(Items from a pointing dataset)
══════

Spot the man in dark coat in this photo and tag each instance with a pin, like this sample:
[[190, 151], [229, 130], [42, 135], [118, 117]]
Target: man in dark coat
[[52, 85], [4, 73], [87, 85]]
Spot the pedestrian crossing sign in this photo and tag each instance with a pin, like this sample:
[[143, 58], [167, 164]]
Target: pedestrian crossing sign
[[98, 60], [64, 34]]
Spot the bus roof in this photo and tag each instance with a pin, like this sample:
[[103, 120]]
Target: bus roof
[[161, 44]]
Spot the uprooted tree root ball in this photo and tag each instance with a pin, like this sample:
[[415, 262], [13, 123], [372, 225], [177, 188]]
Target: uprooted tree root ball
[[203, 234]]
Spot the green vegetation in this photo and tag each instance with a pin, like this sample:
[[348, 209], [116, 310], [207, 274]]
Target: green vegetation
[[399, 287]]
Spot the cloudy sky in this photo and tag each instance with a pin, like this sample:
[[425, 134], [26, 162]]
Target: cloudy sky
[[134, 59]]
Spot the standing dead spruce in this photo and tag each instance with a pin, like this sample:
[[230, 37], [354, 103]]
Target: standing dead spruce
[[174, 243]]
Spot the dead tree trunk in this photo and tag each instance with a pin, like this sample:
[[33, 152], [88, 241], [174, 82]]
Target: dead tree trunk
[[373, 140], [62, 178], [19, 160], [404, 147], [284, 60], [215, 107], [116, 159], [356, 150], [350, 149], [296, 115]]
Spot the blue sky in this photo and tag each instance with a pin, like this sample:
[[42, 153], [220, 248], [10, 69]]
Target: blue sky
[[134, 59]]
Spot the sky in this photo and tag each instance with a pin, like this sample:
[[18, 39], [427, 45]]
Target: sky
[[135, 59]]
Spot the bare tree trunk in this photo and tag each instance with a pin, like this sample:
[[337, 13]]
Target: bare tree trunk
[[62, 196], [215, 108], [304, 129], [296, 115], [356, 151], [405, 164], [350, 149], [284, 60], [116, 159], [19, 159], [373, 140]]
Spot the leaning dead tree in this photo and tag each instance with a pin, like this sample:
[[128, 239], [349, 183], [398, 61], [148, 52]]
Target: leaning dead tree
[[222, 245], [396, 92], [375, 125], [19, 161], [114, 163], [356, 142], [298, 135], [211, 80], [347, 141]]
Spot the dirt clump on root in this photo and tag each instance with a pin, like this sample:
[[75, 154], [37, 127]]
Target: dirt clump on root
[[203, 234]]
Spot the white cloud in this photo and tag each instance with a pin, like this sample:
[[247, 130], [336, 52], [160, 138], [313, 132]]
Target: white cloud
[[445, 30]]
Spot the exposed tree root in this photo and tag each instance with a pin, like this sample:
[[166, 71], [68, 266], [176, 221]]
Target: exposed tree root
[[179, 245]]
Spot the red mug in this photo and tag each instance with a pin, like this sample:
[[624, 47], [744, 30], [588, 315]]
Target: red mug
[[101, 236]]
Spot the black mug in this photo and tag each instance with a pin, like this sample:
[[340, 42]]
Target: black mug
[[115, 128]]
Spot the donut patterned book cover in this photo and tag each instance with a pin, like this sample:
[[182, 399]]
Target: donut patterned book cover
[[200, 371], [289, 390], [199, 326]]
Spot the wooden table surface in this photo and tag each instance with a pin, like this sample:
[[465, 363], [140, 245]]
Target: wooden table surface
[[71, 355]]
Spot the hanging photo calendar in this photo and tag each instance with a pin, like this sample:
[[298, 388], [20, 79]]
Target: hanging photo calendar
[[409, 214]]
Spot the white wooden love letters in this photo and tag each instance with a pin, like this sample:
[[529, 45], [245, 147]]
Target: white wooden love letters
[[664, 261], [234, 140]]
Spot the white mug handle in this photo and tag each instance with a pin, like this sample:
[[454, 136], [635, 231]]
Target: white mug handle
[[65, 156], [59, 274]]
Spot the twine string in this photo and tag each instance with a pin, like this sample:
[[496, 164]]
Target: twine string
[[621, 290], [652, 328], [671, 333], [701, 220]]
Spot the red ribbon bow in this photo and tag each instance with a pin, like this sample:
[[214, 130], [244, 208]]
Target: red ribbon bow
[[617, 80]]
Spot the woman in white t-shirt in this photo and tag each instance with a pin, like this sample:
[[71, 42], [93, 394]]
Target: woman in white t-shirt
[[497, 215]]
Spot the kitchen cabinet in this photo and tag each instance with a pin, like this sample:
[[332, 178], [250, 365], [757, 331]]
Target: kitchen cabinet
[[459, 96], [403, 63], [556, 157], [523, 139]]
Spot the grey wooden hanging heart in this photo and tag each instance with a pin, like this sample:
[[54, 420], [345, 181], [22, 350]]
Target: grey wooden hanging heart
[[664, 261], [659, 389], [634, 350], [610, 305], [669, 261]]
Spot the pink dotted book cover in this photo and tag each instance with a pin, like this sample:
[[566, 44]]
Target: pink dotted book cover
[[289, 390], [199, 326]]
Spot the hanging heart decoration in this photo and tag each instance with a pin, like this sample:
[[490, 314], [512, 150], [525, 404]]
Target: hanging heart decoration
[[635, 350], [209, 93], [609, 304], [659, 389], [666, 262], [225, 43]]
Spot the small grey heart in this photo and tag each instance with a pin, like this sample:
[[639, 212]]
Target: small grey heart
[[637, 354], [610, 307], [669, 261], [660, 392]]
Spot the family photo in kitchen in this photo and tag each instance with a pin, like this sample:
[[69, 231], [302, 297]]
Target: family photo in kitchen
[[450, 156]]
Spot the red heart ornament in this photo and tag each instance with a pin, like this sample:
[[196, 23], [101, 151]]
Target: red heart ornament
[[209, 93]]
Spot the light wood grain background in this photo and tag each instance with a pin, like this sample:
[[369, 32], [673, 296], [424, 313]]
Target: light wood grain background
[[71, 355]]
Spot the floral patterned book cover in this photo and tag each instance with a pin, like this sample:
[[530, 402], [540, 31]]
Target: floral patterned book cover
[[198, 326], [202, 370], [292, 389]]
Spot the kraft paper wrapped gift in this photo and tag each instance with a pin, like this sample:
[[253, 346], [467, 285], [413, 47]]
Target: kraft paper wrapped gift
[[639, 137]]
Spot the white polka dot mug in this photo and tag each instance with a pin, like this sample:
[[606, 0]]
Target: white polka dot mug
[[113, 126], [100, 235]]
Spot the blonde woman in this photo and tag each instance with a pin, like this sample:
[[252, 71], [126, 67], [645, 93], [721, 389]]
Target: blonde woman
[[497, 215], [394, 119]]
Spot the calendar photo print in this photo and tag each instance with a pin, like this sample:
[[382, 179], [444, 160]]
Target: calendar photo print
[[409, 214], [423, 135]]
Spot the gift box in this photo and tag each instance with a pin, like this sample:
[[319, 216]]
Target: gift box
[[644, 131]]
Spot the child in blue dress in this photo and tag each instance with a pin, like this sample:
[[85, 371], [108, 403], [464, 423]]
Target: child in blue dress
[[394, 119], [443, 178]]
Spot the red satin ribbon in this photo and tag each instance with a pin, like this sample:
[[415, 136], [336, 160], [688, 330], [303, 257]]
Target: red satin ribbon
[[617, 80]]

══════

__Work to complete__. Rewrite the items above, putting "mark each instance with a point" in place of every occurrence of "tag each instance with a pin" and leaving everything else unchanged.

__Solution to this task__.
Spot the man in dark coat in this photo and mark each instance with a point, like this sample:
[[190, 151], [229, 130], [42, 135], [118, 117]]
Target: man in dark coat
[[52, 85], [4, 73], [87, 85]]
Spot the pedestrian crossing sign in this photo and mark each instance with a point, like this sample:
[[143, 58], [167, 164]]
Target: pedestrian crossing sign
[[98, 60], [64, 34]]
Spot the bus roof in this photo and mark each instance with a point, like this sample:
[[103, 120]]
Target: bus roof
[[161, 44]]
Spot the uprooted tree root ball in this photo and mark each instance with a point, like this sample:
[[415, 262], [13, 123], [372, 225], [177, 188]]
Target: uprooted tree root ball
[[203, 234]]
Spot the green vegetation in this photo and mark each instance with a point, like this sample:
[[348, 209], [116, 310], [207, 274]]
Target: green vegetation
[[399, 287]]
Spot the cloudy sky in this photo and mark each instance with a point, like this sample:
[[425, 134], [26, 162]]
Target: cloudy sky
[[134, 59]]
Spot the standing dead spruce in this photo and mark each instance with a point, like this sample:
[[230, 37], [354, 103]]
Target: standing dead spruce
[[174, 243]]
Spot the dead tree trunk in this photo and mark each instance with a point, like this sample:
[[33, 152], [88, 241], [174, 82]]
Target: dead tree trunk
[[373, 140], [62, 178], [19, 160], [404, 147], [284, 60], [215, 107], [116, 159], [356, 150], [350, 149], [296, 115]]
Spot the blue sky in this photo and mark each instance with a point, like this sample:
[[42, 153], [220, 248], [10, 69]]
Target: blue sky
[[134, 59]]
Spot the sky in this photo and mark each instance with a point, like this sample:
[[18, 39], [427, 45]]
Target: sky
[[135, 59]]
Spot the bare tree trunk in this photo and mark each instance with a point, like this sample:
[[337, 13]]
Target: bare tree trunk
[[62, 196], [215, 108], [304, 129], [296, 115], [356, 151], [405, 164], [350, 149], [284, 60], [116, 159], [19, 159], [373, 140]]
Spot the leaning dead tree in this photo and mark each instance with a point, like this sample:
[[128, 239], [349, 183], [398, 61], [148, 52]]
Target: leaning dead tree
[[222, 245], [396, 92], [375, 125], [19, 161], [114, 163], [356, 142], [298, 135], [211, 80], [347, 141]]
Spot the dirt clump on root in this photo and mark each instance with a point, like this sample:
[[75, 154], [37, 127]]
Target: dirt clump on root
[[203, 234]]
Spot the white cloud in this photo and mark each instance with a point, like this sample:
[[247, 130], [336, 52], [160, 138], [313, 132]]
Target: white cloud
[[445, 30]]
Spot the exposed tree root in this photo and mark each instance with a point, like this sample:
[[166, 71], [68, 266], [176, 221]]
Target: exposed tree root
[[179, 245]]
Spot the red mug in this photo and mark each instance with a point, like this sample:
[[624, 47], [744, 30], [588, 315]]
Target: red mug
[[101, 236]]
Spot the black mug in this photo and mark each instance with a point, like this sample:
[[340, 42]]
Target: black mug
[[115, 128]]
Spot the donut patterned book cover in this photo and mark each instance with a point, like this sample:
[[182, 399]]
Target: donut patterned book cover
[[200, 371], [289, 390], [199, 326]]
Spot the wooden table surface in this photo and mark each instance with a point, like this sample:
[[465, 363], [140, 245]]
Target: wooden table surface
[[71, 355]]
Spot the hanging photo calendar in this photo and mark each instance with a point, like this sample:
[[298, 388], [20, 79]]
Target: hanging photo calendar
[[409, 214]]
Spot the white wooden love letters in this photo and mark each instance with a point, like this sample:
[[529, 45], [245, 147]]
Target: white wooden love letters
[[664, 261], [234, 140]]
Spot the white mug handle in this photo and mark each instance with a point, like this sample:
[[454, 136], [635, 231]]
Target: white mug handle
[[65, 156], [59, 274]]
Spot the twine string in this photo and mark each instance with a point, like this sample:
[[496, 164]]
Target: twine string
[[621, 290], [652, 328], [671, 333], [701, 220]]
Spot the red ribbon bow in this photo and mark each instance with a point, like this sample:
[[214, 130], [244, 208]]
Target: red ribbon bow
[[617, 80]]
Spot the woman in white t-shirt in this photo and mark each instance with a point, like this sample:
[[71, 42], [93, 394]]
Target: woman in white t-shirt
[[497, 215]]
Spot the kitchen cabinet in this photo and mark each instance with a point, like this sample:
[[332, 178], [250, 365], [757, 331]]
Target: kitchen cabinet
[[459, 96], [403, 63], [556, 157], [523, 139]]
Spot the grey wooden hanging heart in this photo and mark each instance with a point, like this sample:
[[54, 420], [345, 181], [22, 350]]
Target: grey wooden hanging heart
[[664, 261], [659, 389], [634, 350], [610, 305], [669, 261]]
Spot the pink dotted book cover in this photo and mark each instance with a point, like this sample:
[[566, 44]]
Target: pink dotted book cover
[[289, 390], [199, 326]]
Spot the hanging heart decoration in this photo and mark each instance with a point, like this sample:
[[490, 314], [512, 150], [525, 404]]
Target: hanging heart decoration
[[635, 350], [209, 93], [609, 304], [659, 389], [666, 262], [225, 43]]
Spot the small grey heart in this photo and mark each instance with a point, like this sample:
[[639, 212]]
Target: small grey heart
[[637, 354], [610, 307], [669, 261], [660, 392]]
Spot the family photo in kitchen in this photo and mark each instance with a point, like this sample:
[[69, 231], [302, 297]]
Target: family photo in kitchen
[[450, 156]]
Spot the red heart ornament in this photo and mark each instance with a point, like this sample:
[[196, 23], [101, 151]]
Target: red heart ornament
[[209, 93]]
Spot the light wood grain background in this photo and mark each instance with a point, like this sample:
[[369, 32], [673, 296], [424, 313]]
Target: light wood grain background
[[71, 355]]
Spot the floral patterned book cover in this photo and mark each instance with a point, like this sample:
[[530, 402], [540, 31]]
Target: floral patterned book cover
[[198, 326], [202, 370], [292, 389]]
Spot the kraft paper wrapped gift in this photo and mark each instance with a point, like this sample:
[[253, 346], [467, 285], [413, 47]]
Target: kraft paper wrapped gift
[[639, 137]]
Spot the white polka dot mug in this photo and mark each instance with a point, like this sample:
[[606, 0]]
Target: white polka dot mug
[[113, 126], [100, 235]]
Spot the blonde woman in this photo and mark each instance with a point, like this sample:
[[252, 71], [126, 67], [645, 93], [721, 389]]
Target: blonde woman
[[497, 215], [394, 119]]
Spot the calendar photo print in this photo and mark each instance with a point, like this sample:
[[382, 179], [444, 160]]
Target: calendar photo print
[[409, 214], [423, 135]]
Spot the gift box in this photo and mark each instance with a point, like this sample:
[[319, 216]]
Target: gift box
[[644, 131]]
Spot the child in blue dress in this photo and mark each instance with a point, like this sample:
[[85, 371], [108, 403], [464, 423]]
Target: child in blue dress
[[394, 119], [443, 178]]
Spot the red satin ribbon in this photo and mark each instance with a point, like this sample:
[[415, 136], [336, 160], [688, 330], [303, 257]]
Target: red satin ribbon
[[617, 80]]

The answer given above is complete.